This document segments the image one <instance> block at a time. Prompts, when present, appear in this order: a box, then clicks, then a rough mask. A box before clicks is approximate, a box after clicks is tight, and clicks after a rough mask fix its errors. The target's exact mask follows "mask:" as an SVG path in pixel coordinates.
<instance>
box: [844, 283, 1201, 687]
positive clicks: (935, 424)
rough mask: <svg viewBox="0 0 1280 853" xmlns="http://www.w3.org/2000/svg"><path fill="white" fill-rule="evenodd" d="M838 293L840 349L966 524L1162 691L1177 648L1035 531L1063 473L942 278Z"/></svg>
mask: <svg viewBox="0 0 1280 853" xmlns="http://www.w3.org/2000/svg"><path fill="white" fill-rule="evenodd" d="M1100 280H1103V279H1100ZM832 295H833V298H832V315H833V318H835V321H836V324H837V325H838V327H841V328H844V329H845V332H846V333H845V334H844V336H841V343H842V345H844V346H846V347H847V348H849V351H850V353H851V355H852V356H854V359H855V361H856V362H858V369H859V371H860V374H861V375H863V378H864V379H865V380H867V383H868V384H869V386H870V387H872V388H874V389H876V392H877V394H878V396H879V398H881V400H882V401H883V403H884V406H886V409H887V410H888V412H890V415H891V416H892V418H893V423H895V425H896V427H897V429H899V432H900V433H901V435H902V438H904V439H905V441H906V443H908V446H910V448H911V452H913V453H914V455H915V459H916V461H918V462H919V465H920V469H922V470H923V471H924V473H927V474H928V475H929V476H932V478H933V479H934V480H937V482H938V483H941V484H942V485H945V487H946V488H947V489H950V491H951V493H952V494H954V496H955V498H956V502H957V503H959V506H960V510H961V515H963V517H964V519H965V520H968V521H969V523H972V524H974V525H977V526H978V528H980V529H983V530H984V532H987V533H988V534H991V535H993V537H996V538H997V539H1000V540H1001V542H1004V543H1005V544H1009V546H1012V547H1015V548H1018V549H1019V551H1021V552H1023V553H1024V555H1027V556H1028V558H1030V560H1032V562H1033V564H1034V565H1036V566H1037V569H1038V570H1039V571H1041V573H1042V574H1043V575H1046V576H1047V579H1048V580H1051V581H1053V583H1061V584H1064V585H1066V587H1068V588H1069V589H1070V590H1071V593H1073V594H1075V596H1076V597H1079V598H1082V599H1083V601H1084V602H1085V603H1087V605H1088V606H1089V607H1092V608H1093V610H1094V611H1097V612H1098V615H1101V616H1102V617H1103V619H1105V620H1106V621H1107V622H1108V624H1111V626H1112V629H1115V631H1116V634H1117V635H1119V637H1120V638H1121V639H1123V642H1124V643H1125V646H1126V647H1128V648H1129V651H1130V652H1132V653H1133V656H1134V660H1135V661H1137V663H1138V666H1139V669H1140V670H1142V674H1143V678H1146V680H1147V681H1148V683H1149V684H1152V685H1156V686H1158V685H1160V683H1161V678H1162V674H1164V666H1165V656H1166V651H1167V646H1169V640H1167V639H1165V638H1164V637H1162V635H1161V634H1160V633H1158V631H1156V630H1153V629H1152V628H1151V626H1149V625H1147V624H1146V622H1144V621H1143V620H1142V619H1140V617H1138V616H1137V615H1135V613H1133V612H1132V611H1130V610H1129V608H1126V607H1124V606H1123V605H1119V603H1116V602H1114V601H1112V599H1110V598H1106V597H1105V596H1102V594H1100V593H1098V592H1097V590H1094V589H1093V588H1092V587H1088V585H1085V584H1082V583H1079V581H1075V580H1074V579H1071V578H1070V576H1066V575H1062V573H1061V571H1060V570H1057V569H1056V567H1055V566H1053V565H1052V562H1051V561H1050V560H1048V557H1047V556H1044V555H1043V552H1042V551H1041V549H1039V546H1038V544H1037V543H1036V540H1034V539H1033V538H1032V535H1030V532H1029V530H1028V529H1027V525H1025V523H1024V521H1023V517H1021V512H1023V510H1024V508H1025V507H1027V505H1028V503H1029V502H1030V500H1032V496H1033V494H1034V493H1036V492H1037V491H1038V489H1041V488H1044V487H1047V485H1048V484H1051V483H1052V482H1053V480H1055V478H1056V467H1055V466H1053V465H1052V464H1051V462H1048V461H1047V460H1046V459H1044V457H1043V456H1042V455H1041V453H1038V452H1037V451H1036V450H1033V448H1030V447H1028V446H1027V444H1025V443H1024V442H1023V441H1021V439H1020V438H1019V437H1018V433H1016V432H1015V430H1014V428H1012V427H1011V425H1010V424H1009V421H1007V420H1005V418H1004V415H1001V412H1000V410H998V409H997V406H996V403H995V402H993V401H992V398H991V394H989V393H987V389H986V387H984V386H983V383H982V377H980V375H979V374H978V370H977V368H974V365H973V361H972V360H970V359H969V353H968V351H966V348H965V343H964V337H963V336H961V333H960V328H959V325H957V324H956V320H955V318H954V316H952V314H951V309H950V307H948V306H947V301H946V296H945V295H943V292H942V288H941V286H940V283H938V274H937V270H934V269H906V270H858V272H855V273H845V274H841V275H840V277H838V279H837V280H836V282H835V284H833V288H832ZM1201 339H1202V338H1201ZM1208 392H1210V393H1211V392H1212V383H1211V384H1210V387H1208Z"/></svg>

### ABOUT THIS TASK:
Count how many lines in the listing above hold "clicks". Supply only that number.

### EXERCISE SOLUTION:
2